── Selected text

Dominic Daniel Udoh (born 30 August 1996) is a Nigerian professional footballer who plays as a forward for League One side Shrewsbury Town.

Playing career

Early career
Udoh was born in Lagos, Nigeria, then came to England with his family at the age of nine, and as a teenager joined the Luton Town development squad. He later moved on to the Stevenage Academy on a two-year scholarship. He was called up to the Nigeria under-17 squad, however Stevenage were concerned that he spent too much time on international duty and released him.

He signed on non-contract terms alongside former teammate Harold Joseph with Kidderminster Harriers. Kidderminster loaned him out to Worcester City, Wingate & Finchley, North Greenford United and Grays Athletic, but he became frustrated by a lack of match time, and ended the season at Hoddesdon Town. He was invited to a trial at Ilkeston by manager Gavin Strachan, and impressed in pre-season enough to earn a one-year contract in 2015. He remained a first team regular after Andy Watson replaced Strachan as manager in October, forming a successful partnership with Lee Ndlovu.

Crewe Alexandra
He was signed for an undisclosed fee by League One side Crewe Alexandra on 21 March 2016 after being spotted by head of recruitment Neil Baker. He made his first team debut seven days later, in a 1–0 defeat to Bradford City at Gresty Road, coming on as a 70th-minute substitute for Lauri Dalla Valle, and started the next game, at Port Vale, on 9 April 2016. He scored his first senior goal on his 20th birthday in a 3–0 win at Accrington Stanley in a Football League Trophy tie on 30 August 2016.

────

Problems to solve:
1/ On what date did Crewe Alexandra sign Udoh, according to the footballer profile?
2/ Pull out the passage of the footballer profile from "Early career" to "and released him.".
These data were drawn from a separate source.

── Excerpted records

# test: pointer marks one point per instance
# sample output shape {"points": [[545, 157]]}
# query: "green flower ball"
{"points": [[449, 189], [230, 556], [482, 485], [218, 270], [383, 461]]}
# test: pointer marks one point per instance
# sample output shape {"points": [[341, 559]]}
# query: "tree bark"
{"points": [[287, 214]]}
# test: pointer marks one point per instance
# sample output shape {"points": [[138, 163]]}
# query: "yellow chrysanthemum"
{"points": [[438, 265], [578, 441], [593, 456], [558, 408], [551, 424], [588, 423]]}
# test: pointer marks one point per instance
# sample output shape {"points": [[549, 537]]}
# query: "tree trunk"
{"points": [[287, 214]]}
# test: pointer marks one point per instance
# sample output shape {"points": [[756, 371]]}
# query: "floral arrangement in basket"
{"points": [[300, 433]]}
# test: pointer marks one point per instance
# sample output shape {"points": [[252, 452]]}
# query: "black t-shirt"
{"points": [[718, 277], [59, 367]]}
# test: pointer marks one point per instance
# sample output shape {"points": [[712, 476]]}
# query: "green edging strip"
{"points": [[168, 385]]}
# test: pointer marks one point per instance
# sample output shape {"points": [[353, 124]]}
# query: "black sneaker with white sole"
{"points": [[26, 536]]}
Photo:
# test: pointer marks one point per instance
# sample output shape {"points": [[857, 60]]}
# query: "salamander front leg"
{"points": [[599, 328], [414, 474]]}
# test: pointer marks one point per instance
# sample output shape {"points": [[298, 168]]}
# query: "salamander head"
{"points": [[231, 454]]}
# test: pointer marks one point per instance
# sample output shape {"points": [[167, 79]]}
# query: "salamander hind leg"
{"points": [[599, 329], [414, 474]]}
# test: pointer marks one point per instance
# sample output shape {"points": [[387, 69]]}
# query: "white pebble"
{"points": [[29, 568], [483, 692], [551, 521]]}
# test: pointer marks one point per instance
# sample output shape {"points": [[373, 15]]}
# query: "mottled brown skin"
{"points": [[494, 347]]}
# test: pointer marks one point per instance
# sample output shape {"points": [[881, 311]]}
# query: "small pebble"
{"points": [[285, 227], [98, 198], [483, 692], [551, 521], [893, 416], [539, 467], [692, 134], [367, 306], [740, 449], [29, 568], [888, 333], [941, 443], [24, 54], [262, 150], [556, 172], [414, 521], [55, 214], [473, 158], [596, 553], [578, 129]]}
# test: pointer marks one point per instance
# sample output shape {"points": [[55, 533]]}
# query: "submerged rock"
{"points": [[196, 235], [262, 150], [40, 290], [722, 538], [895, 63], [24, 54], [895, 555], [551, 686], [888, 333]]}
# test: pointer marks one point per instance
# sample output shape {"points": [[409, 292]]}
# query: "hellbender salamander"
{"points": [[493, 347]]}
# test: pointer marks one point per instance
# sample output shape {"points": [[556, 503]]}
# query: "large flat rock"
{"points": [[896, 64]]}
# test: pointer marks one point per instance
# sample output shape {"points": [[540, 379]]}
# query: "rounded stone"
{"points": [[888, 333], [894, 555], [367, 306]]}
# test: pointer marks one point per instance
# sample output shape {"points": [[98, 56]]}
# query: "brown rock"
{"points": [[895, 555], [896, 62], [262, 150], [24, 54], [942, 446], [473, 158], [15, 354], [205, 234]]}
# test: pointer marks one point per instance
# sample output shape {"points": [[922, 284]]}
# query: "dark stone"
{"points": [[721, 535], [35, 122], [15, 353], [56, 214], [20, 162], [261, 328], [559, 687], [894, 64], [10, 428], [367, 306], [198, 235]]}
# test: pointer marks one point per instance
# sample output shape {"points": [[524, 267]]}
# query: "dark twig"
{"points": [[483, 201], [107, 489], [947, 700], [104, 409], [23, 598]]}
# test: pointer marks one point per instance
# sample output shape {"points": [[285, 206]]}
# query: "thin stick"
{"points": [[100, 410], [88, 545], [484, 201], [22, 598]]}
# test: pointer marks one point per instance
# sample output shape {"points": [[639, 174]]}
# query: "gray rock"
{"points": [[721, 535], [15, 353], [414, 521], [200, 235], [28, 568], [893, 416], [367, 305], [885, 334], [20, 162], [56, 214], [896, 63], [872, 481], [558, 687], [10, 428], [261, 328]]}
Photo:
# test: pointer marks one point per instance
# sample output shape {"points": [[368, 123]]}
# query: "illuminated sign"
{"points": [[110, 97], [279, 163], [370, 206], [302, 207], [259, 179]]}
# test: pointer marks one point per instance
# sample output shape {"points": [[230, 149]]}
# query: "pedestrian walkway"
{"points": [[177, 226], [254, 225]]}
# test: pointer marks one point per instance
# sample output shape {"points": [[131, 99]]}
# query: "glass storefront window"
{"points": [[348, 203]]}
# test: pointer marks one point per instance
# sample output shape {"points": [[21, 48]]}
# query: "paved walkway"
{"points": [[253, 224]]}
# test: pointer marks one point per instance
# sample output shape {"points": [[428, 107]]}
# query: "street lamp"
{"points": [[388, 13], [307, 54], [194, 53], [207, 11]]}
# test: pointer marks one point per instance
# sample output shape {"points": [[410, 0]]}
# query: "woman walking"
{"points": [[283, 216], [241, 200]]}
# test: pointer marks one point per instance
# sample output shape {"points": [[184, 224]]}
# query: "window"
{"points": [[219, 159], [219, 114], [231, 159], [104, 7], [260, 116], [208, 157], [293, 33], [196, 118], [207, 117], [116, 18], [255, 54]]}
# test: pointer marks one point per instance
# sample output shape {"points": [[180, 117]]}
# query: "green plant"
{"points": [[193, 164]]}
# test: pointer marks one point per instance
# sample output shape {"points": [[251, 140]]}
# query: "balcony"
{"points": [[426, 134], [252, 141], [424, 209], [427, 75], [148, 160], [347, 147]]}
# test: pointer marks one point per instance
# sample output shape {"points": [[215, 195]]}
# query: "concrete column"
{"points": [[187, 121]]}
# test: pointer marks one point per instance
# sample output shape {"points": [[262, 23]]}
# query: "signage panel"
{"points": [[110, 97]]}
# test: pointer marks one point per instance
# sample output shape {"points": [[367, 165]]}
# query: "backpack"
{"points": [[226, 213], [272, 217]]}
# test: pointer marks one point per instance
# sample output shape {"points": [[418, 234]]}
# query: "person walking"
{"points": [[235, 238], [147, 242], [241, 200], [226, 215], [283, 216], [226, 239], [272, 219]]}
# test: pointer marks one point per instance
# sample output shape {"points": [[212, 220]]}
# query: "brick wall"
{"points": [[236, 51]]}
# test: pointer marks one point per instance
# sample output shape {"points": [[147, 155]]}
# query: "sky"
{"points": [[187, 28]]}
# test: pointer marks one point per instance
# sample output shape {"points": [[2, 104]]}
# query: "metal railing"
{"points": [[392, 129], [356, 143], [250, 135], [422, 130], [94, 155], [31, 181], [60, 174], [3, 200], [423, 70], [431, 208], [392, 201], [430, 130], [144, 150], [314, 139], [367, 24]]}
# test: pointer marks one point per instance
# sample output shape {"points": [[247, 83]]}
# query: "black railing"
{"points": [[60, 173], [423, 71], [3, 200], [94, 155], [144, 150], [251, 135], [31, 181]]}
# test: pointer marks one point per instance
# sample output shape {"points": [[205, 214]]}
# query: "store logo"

────

Task-by-task outputs:
1/ 21 March 2016.

2/
Early career
Udoh was born in Lagos, Nigeria, then came to England with his family at the age of nine, and as a teenager joined the Luton Town development squad. He later moved on to the Stevenage Academy on a two-year scholarship. He was called up to the Nigeria under-17 squad, however Stevenage were concerned that he spent too much time on international duty and released him.